Top of Document extract

Supreme Court to Review Gun Law Used in Hunter Biden Conviction
In an ironic twist, the Supreme Court will review the gun law used to convict former first son Hunter Biden of lying on a gun permit application. That legal wrinkle reaches the high court after a conviction tied to an application submitted in 2018 became one of the most politically charged test cases on guns and substance use.
Biden was convicted last year of claiming he didn’t use controlled substances when he applied for a firearm permit in 2018, and he admitted in his 2021 memoir that he was hooked on crack cocaine at the time. Those admissions and the conviction set up a clash between criminal law, public safety concerns, and presidential clemency.
Before he could be sentenced for the gun crime, he was pardoned by his father, former President Joe Biden, in a blanket move that covered all crimes he might have committed between Jan. 1, 2014, and Dec. 12, 2024. That pardon removed the immediate practical stakes of the conviction while raising questions about equal treatment under the law.
Ali Hemani, by contrast, had no powerful family connection to fall back on when his home was searched in 2022 and police found a firearm and drugs together, a combination that runs up against federal restrictions on firearms possession. Hemani’s case was treated under the same statutory language that convicted Hunter Biden, and now the discrepancy between outcomes is part of what SCOTUS will examine.
While President Donald Trump is normally a staunch defender of the Second Amendment, he has taken the opposite side in this appeal, and the case was thrown out by an appeals court before making its way upward. He’s asking SCOTUS to rule that active drug users and addicts can’t own firearms even if they are not under the influence when the weapon is found, a position framed around preventing foreseeable danger.

Bottom of Document extract
Top of Data excerpts

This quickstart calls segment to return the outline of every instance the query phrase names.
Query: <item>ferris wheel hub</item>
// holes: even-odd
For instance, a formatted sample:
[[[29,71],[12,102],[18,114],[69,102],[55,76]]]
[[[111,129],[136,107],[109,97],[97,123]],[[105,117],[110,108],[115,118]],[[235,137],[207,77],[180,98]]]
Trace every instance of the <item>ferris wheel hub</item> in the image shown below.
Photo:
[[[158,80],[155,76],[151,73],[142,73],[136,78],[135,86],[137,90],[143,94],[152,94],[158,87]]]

Bottom of Data excerpts

### [Exercise tasks]
1/ In the article on the Supreme Court gun case, what did police find together when they searched Ali Hemani's home in 2022?
2/ Copy from the Supreme Court gun case article the part that opens with the words containing "Ali Hemani, by" and closes with "SCOTUS will examine.".
Work from the article alone.

### [Answers by item number]
1/ A firearm and drugs.

2/
Ali Hemani, by contrast, had no powerful family connection to fall back on when his home was searched in 2022 and police found a firearm and drugs together, a combination that runs up against federal restrictions on firearms possession. Hemani’s case was treated under the same statutory language that convicted Hunter Biden, and now the discrepancy between outcomes is part of what SCOTUS will examine.